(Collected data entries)
((

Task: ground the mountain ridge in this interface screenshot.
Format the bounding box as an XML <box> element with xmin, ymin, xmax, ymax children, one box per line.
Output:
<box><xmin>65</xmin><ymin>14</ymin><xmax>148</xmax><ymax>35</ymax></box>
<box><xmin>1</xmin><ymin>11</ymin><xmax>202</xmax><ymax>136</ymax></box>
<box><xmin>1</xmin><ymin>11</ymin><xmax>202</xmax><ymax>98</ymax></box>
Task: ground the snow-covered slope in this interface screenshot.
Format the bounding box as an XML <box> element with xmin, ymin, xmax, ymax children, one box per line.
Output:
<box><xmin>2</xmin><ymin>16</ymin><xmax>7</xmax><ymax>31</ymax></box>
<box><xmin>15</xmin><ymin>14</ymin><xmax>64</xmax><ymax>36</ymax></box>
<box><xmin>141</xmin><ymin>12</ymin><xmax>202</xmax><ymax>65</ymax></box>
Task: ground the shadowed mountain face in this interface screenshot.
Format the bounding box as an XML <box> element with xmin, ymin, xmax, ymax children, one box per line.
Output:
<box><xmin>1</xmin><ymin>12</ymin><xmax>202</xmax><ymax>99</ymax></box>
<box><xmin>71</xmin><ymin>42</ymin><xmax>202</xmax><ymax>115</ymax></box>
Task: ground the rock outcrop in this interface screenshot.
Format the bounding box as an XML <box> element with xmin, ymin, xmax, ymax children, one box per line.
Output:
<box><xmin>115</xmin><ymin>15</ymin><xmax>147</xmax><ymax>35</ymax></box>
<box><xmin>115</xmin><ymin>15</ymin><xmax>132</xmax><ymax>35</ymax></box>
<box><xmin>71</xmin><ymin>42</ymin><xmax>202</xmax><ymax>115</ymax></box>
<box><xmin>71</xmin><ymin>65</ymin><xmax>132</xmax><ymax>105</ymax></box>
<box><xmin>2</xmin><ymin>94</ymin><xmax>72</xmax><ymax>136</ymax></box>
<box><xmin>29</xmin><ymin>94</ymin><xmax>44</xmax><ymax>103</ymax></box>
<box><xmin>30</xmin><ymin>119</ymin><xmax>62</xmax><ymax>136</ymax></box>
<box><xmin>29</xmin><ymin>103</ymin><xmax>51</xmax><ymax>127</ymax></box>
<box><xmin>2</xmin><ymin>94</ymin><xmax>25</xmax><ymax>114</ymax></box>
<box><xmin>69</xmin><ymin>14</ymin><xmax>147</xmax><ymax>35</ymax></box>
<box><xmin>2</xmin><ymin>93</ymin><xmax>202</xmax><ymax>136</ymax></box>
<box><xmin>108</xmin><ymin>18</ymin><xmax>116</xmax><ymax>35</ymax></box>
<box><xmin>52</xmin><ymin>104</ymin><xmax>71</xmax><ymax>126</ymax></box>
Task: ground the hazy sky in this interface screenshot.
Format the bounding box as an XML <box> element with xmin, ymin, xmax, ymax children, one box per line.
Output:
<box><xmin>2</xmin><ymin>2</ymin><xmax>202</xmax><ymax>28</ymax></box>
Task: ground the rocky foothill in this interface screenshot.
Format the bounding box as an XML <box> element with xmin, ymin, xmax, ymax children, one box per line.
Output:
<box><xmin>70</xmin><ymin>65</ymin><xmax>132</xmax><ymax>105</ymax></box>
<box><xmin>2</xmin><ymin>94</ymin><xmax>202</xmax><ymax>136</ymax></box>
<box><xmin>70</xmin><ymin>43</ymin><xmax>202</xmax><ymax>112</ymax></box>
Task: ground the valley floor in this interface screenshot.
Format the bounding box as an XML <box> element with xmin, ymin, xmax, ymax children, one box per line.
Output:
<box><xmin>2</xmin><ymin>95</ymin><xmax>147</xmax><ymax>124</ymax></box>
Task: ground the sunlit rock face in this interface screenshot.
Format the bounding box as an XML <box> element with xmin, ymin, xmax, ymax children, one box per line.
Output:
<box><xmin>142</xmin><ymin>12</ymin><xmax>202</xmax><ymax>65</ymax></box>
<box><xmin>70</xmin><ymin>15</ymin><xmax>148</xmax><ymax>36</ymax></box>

))

### [WHAT TO PRODUCE]
Go through the data above and copy each line that holds the word "mountain".

### [SOLUTION BELOW]
Task: ground the mountain ridge in this interface screenshot.
Task: ground the shadowed mountain face in this interface screenshot.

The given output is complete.